WORK TO COMPLETE
Copy out every row below word for word, leaving the pictures out of your output.

Named-object pointing rows:
☆ ☆ ☆ ☆ ☆ ☆ ☆
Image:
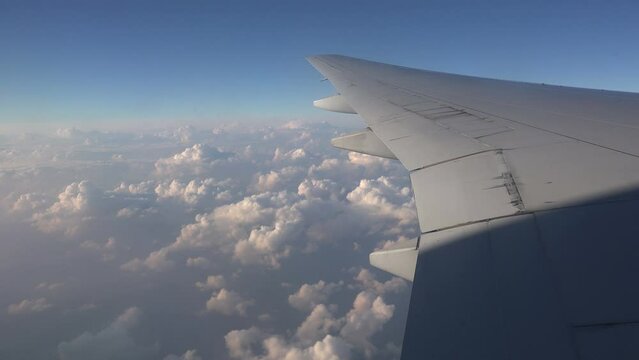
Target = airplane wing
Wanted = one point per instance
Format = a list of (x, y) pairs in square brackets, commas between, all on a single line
[(528, 203)]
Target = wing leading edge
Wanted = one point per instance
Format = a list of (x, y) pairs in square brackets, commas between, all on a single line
[(521, 189)]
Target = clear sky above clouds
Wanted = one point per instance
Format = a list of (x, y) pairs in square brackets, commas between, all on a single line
[(97, 61)]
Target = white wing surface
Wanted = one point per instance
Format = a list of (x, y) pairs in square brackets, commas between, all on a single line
[(527, 198)]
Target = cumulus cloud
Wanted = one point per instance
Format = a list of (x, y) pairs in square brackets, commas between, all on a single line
[(310, 295), (367, 281), (319, 323), (71, 209), (29, 202), (198, 262), (154, 201), (28, 306), (112, 342), (241, 345), (213, 282), (228, 302), (189, 193), (320, 336), (196, 160), (188, 355), (368, 315)]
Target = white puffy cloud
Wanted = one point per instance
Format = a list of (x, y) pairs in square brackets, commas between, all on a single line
[(189, 193), (324, 189), (242, 343), (308, 296), (198, 262), (197, 160), (382, 197), (367, 281), (368, 315), (288, 202), (28, 306), (255, 230), (112, 342), (320, 336), (319, 323), (228, 302), (71, 209), (144, 187), (213, 282), (29, 202)]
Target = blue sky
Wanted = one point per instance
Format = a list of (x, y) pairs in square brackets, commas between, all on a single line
[(125, 61)]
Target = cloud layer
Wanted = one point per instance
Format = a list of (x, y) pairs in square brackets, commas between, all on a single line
[(257, 237)]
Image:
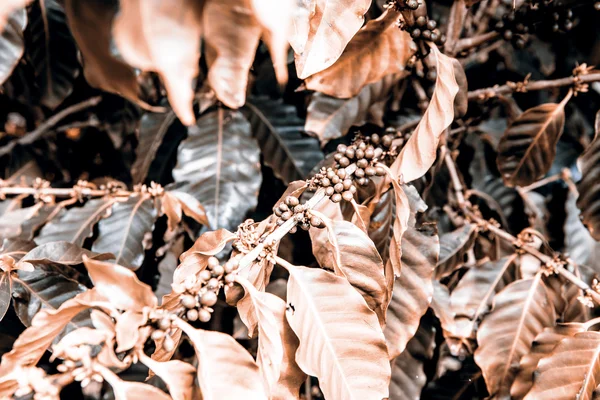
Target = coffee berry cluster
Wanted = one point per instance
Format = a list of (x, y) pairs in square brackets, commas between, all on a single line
[(199, 295), (291, 208)]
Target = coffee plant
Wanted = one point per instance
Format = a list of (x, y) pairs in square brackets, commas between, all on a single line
[(299, 199)]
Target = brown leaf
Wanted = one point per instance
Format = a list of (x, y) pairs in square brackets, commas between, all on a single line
[(572, 371), (520, 312), (119, 285), (528, 147), (348, 355), (325, 28), (231, 33), (378, 50), (225, 368), (542, 347), (419, 153), (150, 36)]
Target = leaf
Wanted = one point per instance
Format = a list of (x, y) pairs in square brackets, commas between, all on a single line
[(347, 354), (331, 25), (52, 51), (520, 312), (150, 36), (352, 255), (453, 248), (225, 368), (119, 285), (587, 188), (45, 326), (413, 289), (473, 295), (542, 347), (419, 153), (76, 224), (152, 131), (219, 164), (12, 42), (378, 50), (285, 147), (231, 34), (125, 230), (528, 147), (571, 371), (91, 24), (330, 118)]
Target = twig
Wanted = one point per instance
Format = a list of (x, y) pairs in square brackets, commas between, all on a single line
[(39, 132), (486, 93)]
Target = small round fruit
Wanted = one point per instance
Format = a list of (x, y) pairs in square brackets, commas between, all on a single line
[(209, 299), (192, 315)]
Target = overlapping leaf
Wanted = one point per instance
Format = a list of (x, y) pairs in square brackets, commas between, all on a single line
[(528, 147), (124, 232), (218, 164), (284, 146), (520, 312), (348, 355), (376, 51)]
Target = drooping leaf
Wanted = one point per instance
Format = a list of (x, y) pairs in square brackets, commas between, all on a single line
[(231, 33), (153, 128), (52, 51), (348, 355), (453, 247), (542, 347), (413, 289), (329, 118), (119, 285), (125, 230), (225, 368), (528, 147), (324, 31), (376, 51), (150, 36), (285, 148), (218, 164), (419, 153), (520, 312), (75, 224), (12, 42)]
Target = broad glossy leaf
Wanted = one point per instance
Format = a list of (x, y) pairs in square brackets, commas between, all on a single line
[(330, 118), (453, 248), (572, 371), (324, 30), (231, 33), (520, 312), (351, 254), (218, 164), (419, 153), (152, 37), (413, 289), (473, 295), (91, 23), (528, 147), (153, 128), (45, 327), (12, 42), (285, 147), (119, 285), (124, 232), (341, 342), (542, 347), (76, 224), (225, 368), (52, 51), (376, 51)]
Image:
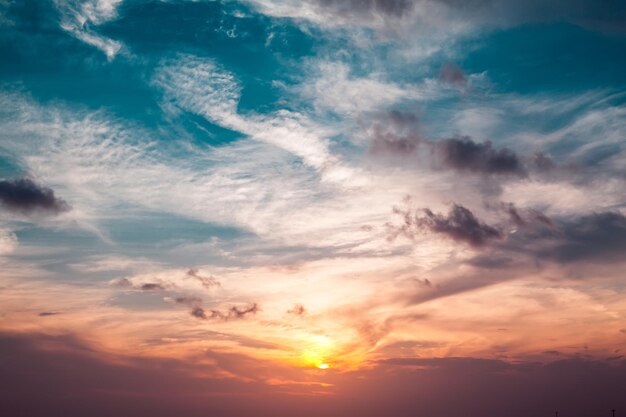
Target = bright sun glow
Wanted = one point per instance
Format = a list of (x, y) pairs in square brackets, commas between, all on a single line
[(318, 352)]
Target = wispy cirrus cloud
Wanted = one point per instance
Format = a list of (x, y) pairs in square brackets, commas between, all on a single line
[(80, 17)]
☆ ☆ ☆ ☆ ☆ ☆ ☆
ANSWER FOR THE TASK
Image:
Target = airplane wing
Wanted = one point per instance
Format = a list of (x, y) pairs in square brackets, commas between, all on a single line
[(528, 203)]
Target = wing leading edge
Wanted = one point per instance
Format = a list of (x, y) pairs in square brackets, commas between, all on a single line
[(521, 189)]
Target = clear sky above clouds
Wanted = one point per instance
Format = a list of (x, y) pairs in square brackets, commas between, all on a single line
[(97, 61)]
Target = white wing surface
Wanted = one point per instance
Format = a list of (x, y) pairs in square brackets, commas between, all on a single line
[(527, 198)]
Target = cumulus cloud
Wanted = one point per instance
Format = a list of (x, y) pairs in square brackets, commas between, all on a single line
[(310, 295), (367, 281), (319, 323), (71, 209), (29, 202), (198, 262), (154, 201), (28, 306), (112, 342), (241, 345), (213, 282), (228, 302), (189, 193), (320, 336), (196, 160), (188, 355), (368, 315)]
Target = white puffy cloud
Wanted = one point per instance
Format = a list of (x, y) pairs in square brackets, commas between, all on a single line
[(189, 193), (324, 189), (242, 343), (308, 296), (198, 262), (197, 160), (382, 197), (367, 281), (368, 315), (288, 202), (28, 306), (255, 230), (112, 342), (320, 336), (319, 323), (228, 302), (71, 209), (144, 187), (213, 282), (29, 202)]
Target = blue sky
Wanted = one point per instance
Format = a list of (x, y) pairs in square brackets, commas between, all on a single line
[(125, 61)]
Target = cloud layer
Wanted = one point per instance
Format = a list of (x, y) pairs in square brackets, commas between, all on a single line
[(257, 237)]
Image:
Target = coffee berry cluster
Wanted = one point per instance
Format = a list of (x, y) pairs in square brackets, commas between, all on a single line
[(199, 295), (291, 208)]
Target = coffee plant
Wanted = one point per instance
Format = a list of (x, y) pairs in square brackets, commas between, all on a single line
[(299, 199)]
Target = brown leaf
Wanted = one point per instance
Format = a list of (x, y) pairs in square brackets, commas between, all on a single line
[(572, 371), (520, 312), (119, 285), (528, 147), (348, 355), (325, 28), (231, 33), (378, 50), (225, 368), (542, 347), (419, 153), (150, 36)]
Target = leaf
Wanted = one point per instance
Format = a list of (x, y) pairs in square brackets, commas between, all on a single line
[(347, 354), (331, 25), (52, 51), (520, 312), (150, 36), (352, 255), (453, 248), (225, 368), (119, 285), (587, 188), (45, 326), (413, 289), (473, 295), (542, 347), (419, 153), (76, 224), (152, 131), (219, 164), (12, 42), (378, 50), (285, 147), (231, 34), (125, 230), (528, 147), (571, 371), (91, 24), (330, 118)]
Target = twig
Wanted = one point per instance
Format = a list of (x, y) pairs in square brackets, commas between, all on a single line
[(39, 132), (486, 93)]
Target = small round fruit
Wanted = one point per instance
Format = a list of (x, y) pairs in square brackets, commas between, all on a single line
[(209, 299), (192, 315)]
Target = overlapping leaf
Wanted = one point per instance
Format = a list of (x, y) pairs in square brackets, commas between, all on a single line
[(528, 147), (124, 232), (218, 164), (284, 146), (520, 312), (348, 355), (376, 51)]
Target = drooping leaf
Wanted = one point per instance
Format = a list of (x, y) pairs in square brackets, commas between, all on a single line
[(231, 33), (153, 128), (52, 51), (348, 355), (453, 247), (542, 347), (413, 289), (329, 118), (119, 285), (125, 230), (225, 368), (528, 147), (324, 31), (376, 51), (150, 36), (285, 148), (218, 164), (419, 153), (520, 312), (75, 224), (12, 42)]
Target = broad glossy leaf
Wanted = one point per instance
Format = a list of (x, y) pairs in square brackets, commas between, all on a single line
[(330, 118), (453, 248), (572, 371), (324, 30), (231, 33), (520, 312), (351, 254), (218, 164), (419, 153), (152, 37), (413, 289), (473, 295), (91, 23), (528, 147), (153, 128), (45, 327), (12, 42), (285, 147), (119, 285), (124, 232), (341, 342), (542, 347), (76, 224), (225, 368), (52, 51), (376, 51)]
Image:
Target = bright sun glow
Wanted = one point per instance
Format = a list of (x, y) pairs in square brackets, commas between, all on a single line
[(318, 352)]
Target = wispy cirrus cloud
Wanted = one point per instance
Format = a list of (x, y) pairs in square brackets, commas between, all on a single line
[(80, 17)]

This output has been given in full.